> [TASK TO COMPLETE] The records below need retyping in full; give them again exactly.

■ ■ ■ ■

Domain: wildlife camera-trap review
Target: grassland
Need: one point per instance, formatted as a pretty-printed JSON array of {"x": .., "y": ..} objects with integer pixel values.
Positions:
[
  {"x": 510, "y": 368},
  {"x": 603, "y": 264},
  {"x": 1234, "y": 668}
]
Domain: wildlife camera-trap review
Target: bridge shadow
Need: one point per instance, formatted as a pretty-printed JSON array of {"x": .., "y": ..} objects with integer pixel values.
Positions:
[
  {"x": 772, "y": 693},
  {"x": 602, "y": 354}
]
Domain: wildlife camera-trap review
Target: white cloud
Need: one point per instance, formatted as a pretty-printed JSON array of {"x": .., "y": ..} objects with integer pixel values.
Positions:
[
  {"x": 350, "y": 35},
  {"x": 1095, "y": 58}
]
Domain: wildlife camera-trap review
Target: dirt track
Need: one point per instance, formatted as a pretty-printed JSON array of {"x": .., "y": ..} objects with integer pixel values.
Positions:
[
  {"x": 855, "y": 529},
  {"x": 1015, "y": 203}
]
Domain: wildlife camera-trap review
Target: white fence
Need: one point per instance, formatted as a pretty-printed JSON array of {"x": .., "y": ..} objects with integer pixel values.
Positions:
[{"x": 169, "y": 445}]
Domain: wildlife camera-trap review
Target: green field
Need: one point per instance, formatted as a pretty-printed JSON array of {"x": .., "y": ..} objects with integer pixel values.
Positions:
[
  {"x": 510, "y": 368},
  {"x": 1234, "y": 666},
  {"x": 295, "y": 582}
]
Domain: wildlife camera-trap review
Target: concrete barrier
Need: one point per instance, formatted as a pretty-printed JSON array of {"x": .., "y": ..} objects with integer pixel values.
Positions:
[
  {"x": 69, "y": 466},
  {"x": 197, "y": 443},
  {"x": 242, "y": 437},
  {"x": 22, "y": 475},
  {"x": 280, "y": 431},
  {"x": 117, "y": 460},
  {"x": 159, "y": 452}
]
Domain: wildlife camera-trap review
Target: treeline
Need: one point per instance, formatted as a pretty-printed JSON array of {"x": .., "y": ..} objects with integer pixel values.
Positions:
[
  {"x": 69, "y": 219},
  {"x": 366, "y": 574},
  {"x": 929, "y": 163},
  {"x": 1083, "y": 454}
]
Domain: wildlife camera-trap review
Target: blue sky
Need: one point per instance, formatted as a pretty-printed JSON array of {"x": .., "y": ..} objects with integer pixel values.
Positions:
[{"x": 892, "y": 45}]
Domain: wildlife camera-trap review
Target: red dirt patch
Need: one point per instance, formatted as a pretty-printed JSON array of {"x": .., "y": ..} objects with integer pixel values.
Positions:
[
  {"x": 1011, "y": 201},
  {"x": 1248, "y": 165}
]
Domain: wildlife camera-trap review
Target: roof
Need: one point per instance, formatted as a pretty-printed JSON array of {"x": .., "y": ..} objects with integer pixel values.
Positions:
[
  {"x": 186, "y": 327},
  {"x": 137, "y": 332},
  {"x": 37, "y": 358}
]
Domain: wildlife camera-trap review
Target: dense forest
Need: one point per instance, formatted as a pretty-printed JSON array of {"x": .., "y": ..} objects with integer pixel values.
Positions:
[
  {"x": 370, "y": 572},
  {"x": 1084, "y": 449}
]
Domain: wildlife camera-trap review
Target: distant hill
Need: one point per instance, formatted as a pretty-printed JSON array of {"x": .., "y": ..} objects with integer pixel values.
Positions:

■ ■ ■ ■

> [RESPONSE]
Domain: wildlife camera-trap review
Target: grassland
Need: one point per instance, formatted as a pretty-printed JSON array of {"x": .., "y": ..} objects with integer pixel values.
Positions:
[
  {"x": 510, "y": 368},
  {"x": 603, "y": 264},
  {"x": 1234, "y": 668}
]
Domain: wildlife camera-trap review
Target: bridge shadow
Need: one point per instance, formatted as a pretty-printed JSON array of {"x": .., "y": ..} objects with integer pixel values.
Positions:
[
  {"x": 772, "y": 693},
  {"x": 602, "y": 354}
]
Domain: wildlife camera-trap review
Target: white cloud
Need: one point per instance, formatted as a pretty-printed JSON array of {"x": .., "y": ..} objects with integer pixel values.
Positions:
[
  {"x": 350, "y": 35},
  {"x": 1095, "y": 58}
]
Domain: wildlife camera-trap review
Target: dirt track
Need: one point per instance, formatted as a pretty-printed JSON array of {"x": .., "y": ..} objects with integer pixel values.
Positions:
[
  {"x": 855, "y": 529},
  {"x": 1015, "y": 203}
]
Domain: wildlife camera-trap review
Target: white fence
Need: one point per instance, formatted as a pretty-printed JSON array of {"x": .., "y": ..} objects with integer pixel values.
Positions:
[{"x": 169, "y": 445}]
Domain: wildlife camera-trap review
Target: green field
Need: one point per instance, formatted as a pretty-printed JSON array of {"x": .., "y": ..} objects with integer pixel values.
Positions:
[
  {"x": 510, "y": 368},
  {"x": 1234, "y": 666},
  {"x": 295, "y": 582}
]
Domain: wildlife camera-trap review
Target: concrete barrier
Need: one point per instance, formatted as a pretty-printed JSON array of {"x": .., "y": ..} objects with integer pixel values.
Positions:
[
  {"x": 69, "y": 466},
  {"x": 197, "y": 443},
  {"x": 242, "y": 437},
  {"x": 22, "y": 475},
  {"x": 280, "y": 431},
  {"x": 117, "y": 460},
  {"x": 159, "y": 452}
]
Domain: wildlife camera-trap review
Target: treeline
Need: one point per instance, formatted as a pretty-printed JSON array of {"x": .., "y": ..} objects with integer pixel values.
Positions:
[
  {"x": 69, "y": 219},
  {"x": 366, "y": 574},
  {"x": 929, "y": 163},
  {"x": 1083, "y": 454}
]
Domain: wildlife camera-trap review
Target: blue sky
Need: one point per instance, formatted as a pretty-printed JSON array of {"x": .., "y": ..} objects with integer pixel values.
Positions:
[{"x": 892, "y": 45}]
Domain: wildlife camera-trap review
Target: red dirt patch
Need: one point per instance, formatted as a pretty-printed JSON array of {"x": .., "y": ..} objects with integer pixel values.
Positions:
[
  {"x": 1011, "y": 201},
  {"x": 1248, "y": 165}
]
Domain: wildlife camera-trap review
Target: roof
Need: one point per instance, formatted as a pretty-printed JSON array of {"x": .., "y": ..} objects with integer pixel values.
Positions:
[
  {"x": 186, "y": 327},
  {"x": 137, "y": 332},
  {"x": 37, "y": 358}
]
Domain: wildlife camera-trap review
Target: dense forest
Need: one point per instance, formatted as a pretty-printed JSON array of {"x": .., "y": ..} objects with integer pixel values.
Positions:
[
  {"x": 370, "y": 572},
  {"x": 1084, "y": 449}
]
Domain: wildlife camera-trap review
Target: distant hill
Need: one point per instance, formatted as a pretty-printed JSON array of {"x": .., "y": ..} objects with integer pixel values.
Positions:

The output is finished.